● THE RECORDS:
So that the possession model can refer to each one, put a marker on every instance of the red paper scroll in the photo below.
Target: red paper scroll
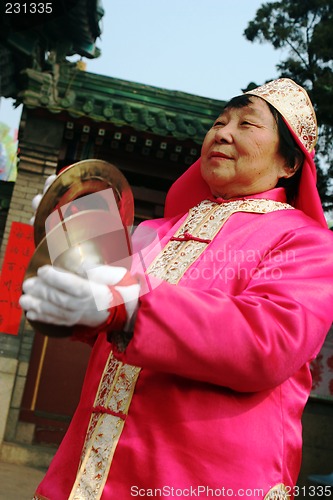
(19, 250)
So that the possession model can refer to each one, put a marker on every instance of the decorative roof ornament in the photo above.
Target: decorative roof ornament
(294, 104)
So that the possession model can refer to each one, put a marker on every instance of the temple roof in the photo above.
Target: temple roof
(120, 102)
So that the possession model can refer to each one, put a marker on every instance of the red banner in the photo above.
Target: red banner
(19, 250)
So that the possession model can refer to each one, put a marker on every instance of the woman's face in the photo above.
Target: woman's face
(240, 153)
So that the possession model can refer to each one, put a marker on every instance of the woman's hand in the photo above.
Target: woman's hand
(63, 298)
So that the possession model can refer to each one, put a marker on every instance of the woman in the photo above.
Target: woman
(203, 394)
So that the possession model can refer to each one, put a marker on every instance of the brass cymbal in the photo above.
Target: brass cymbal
(80, 179)
(75, 245)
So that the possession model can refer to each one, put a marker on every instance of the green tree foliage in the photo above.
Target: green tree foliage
(304, 29)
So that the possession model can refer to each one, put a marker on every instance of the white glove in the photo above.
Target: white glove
(36, 200)
(63, 298)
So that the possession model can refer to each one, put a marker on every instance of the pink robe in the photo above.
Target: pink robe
(225, 374)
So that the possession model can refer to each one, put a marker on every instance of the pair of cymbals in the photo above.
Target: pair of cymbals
(83, 220)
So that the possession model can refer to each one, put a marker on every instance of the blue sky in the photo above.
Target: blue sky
(195, 46)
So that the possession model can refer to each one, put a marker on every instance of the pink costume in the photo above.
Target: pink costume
(240, 302)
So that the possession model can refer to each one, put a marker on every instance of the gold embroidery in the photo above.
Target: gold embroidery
(295, 106)
(204, 221)
(114, 395)
(278, 492)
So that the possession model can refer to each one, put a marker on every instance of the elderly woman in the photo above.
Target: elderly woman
(197, 386)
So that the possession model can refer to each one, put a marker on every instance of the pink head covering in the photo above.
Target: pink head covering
(295, 106)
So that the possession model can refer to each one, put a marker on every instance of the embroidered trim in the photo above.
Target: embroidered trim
(113, 399)
(203, 223)
(278, 492)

● BRIEF:
Rewrite all the records above with "put a marker on" changed to "place a dot on" everywhere and nothing else altered, and leave the pictures out.

● SOLUTION FOR THIS PROBLEM:
So that the possession model can refer to each one, place a dot on every instance of the red paper scroll in the photo below.
Target: red paper scroll
(19, 250)
So that the possession model can refer to each one, place a dot on every instance of the decorative roof ornament in the photo above.
Target: decorative roof ornament
(294, 104)
So that the possession model can refer to each one, place a dot on every instance of the temple roof in the photo above.
Target: temple roof
(120, 102)
So that the possession model can refer to each one, place a dot on every instance of the red banner in the photo above.
Target: red banner
(19, 250)
So that the possession model can refer to each one, place a dot on every instance of the woman's face in the photo above.
Target: woman's face
(240, 153)
So that the possession model can refer to each one, place a dot on every instance of the woman's hand in the photo above.
Target: woman's hand
(63, 298)
So that the possession model can refer to each one, place a dot on every instance of the woman in the photo above.
Target: woman
(203, 394)
So that the possession model can refer to each one, place a dot on every instance of the brass cymbal in the photo above.
Target: brass cymbal
(80, 179)
(75, 245)
So that the possession model can refer to each one, place a dot on every instance of the green tree foliage in the photo above.
Target: green tree foliage
(304, 29)
So that the possession model can refer to each one, place a dot on every instance of the white glove in the photo above.
Target: white glove
(36, 200)
(63, 298)
So that the possession model can refer to each one, place a dot on every instance of the pink robe in the photo above.
Target: pink robe
(225, 374)
So that the possession model can refer to each one, place a dot on every instance of the pair of cymbals in the photo above.
Target: pair of cymbals
(83, 220)
So that the possession model can refer to each one, place a dot on every instance of the blue sky in the photo above.
Target: blue sky
(195, 46)
So that the possession model can refer to each one, place a dot on every instance of the pink costume in the photo above.
Target: pink costume
(240, 302)
So that the possession model can refer to each one, place a dot on every instance of the gold embroidery in the photo above.
Target: gold embroidery
(295, 106)
(204, 221)
(114, 395)
(278, 492)
So that the possession model can refer to each one, place a dot on every instance of the elderly woman in the photo above.
Target: elderly woman
(197, 386)
So that the possession model can refer to each one, place a dot on every instance of the pink head covering in the photo above.
Target: pink head covering
(295, 106)
So that the possession model can refer to each one, place a dot on every instance of the embroidered trim in the photo above.
Target: embroidered trim
(113, 399)
(203, 223)
(278, 492)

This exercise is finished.